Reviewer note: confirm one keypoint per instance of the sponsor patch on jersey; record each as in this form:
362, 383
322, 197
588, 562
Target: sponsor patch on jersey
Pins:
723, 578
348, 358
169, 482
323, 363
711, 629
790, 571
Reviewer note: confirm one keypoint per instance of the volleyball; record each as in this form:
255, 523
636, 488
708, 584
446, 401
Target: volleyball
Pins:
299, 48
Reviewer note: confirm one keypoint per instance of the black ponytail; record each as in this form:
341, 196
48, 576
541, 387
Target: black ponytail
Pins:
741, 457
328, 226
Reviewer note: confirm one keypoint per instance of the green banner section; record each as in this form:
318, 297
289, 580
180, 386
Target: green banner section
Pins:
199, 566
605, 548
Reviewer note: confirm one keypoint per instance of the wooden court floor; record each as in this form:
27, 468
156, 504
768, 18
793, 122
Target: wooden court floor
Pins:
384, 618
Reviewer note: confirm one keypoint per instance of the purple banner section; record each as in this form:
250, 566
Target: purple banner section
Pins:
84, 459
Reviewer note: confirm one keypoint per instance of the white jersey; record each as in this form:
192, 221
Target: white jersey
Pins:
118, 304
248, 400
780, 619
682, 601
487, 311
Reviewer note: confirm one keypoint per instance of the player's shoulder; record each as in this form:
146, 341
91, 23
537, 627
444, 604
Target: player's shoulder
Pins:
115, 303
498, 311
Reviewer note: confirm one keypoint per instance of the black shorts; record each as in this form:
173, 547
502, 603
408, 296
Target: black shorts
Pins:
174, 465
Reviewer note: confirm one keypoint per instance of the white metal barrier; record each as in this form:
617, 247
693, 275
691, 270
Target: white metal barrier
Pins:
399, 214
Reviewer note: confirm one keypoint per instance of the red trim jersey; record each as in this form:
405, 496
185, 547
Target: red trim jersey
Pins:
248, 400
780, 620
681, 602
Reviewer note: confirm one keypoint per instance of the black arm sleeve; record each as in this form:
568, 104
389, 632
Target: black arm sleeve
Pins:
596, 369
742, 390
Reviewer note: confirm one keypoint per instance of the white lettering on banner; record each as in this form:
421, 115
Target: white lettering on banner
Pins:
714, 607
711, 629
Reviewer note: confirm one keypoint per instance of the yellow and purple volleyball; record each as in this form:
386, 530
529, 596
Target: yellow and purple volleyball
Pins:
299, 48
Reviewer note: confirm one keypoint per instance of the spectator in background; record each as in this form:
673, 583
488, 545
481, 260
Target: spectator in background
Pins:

> [PROBLEM DETAILS] If a line in the entries contains "green", copy it.

> [SOLUTION FOR THIS PROBLEM]
Reviewer note: confirm one keypoint per instance of the green banner section; record each as in this form:
Target: green banner section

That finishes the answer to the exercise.